▶ _Task description_
Every line with "instance" in it should be copied from the data.

□ □ □ □

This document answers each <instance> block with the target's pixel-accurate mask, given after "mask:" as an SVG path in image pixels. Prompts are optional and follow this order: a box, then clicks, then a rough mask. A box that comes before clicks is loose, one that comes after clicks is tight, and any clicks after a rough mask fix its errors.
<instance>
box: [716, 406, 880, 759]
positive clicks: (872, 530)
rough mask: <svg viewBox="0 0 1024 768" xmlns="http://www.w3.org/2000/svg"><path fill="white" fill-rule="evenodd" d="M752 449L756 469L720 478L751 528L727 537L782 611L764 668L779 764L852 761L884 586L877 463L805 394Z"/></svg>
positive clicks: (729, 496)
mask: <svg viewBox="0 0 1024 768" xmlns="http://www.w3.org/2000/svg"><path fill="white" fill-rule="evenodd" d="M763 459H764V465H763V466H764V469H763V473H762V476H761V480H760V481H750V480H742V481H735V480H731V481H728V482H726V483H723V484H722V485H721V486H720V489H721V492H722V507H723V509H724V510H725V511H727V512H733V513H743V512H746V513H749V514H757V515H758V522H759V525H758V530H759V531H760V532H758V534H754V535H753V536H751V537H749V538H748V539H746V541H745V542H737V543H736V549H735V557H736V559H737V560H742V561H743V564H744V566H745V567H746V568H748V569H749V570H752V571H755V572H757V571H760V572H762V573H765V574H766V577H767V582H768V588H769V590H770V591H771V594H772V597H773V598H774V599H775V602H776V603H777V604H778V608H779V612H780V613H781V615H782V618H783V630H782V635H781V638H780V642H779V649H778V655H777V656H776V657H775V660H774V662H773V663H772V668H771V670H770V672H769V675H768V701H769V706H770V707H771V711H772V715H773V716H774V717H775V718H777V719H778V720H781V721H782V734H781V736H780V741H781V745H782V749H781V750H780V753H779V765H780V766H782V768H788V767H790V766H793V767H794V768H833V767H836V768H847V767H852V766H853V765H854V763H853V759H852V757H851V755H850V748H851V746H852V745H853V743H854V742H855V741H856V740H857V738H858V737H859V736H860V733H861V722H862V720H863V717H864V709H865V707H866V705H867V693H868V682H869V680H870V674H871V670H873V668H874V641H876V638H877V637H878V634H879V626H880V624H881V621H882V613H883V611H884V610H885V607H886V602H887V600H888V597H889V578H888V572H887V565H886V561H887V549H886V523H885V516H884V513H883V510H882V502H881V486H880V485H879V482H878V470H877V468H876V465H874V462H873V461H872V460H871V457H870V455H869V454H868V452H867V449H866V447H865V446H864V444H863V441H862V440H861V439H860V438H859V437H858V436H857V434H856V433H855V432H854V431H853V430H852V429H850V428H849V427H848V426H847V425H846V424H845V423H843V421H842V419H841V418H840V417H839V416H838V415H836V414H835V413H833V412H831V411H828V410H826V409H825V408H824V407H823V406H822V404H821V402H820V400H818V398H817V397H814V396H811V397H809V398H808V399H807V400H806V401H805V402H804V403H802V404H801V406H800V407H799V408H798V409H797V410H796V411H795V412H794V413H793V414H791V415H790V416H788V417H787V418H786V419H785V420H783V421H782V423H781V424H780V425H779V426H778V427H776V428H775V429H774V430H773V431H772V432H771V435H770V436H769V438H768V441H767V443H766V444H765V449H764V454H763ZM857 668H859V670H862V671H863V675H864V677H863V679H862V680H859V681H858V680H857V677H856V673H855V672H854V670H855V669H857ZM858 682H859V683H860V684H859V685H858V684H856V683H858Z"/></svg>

□ □ □ □

▶ _Reply_
This document answers each <instance> block with the target's pixel-accurate mask, given after "mask:" as an SVG path in image pixels. Prompts are optional and follow this order: a box, then clicks, then a rough mask. A box that comes before clicks is loose, one that comes after clicks is tight, and any clicks after a rough mask fix its errors.
<instance>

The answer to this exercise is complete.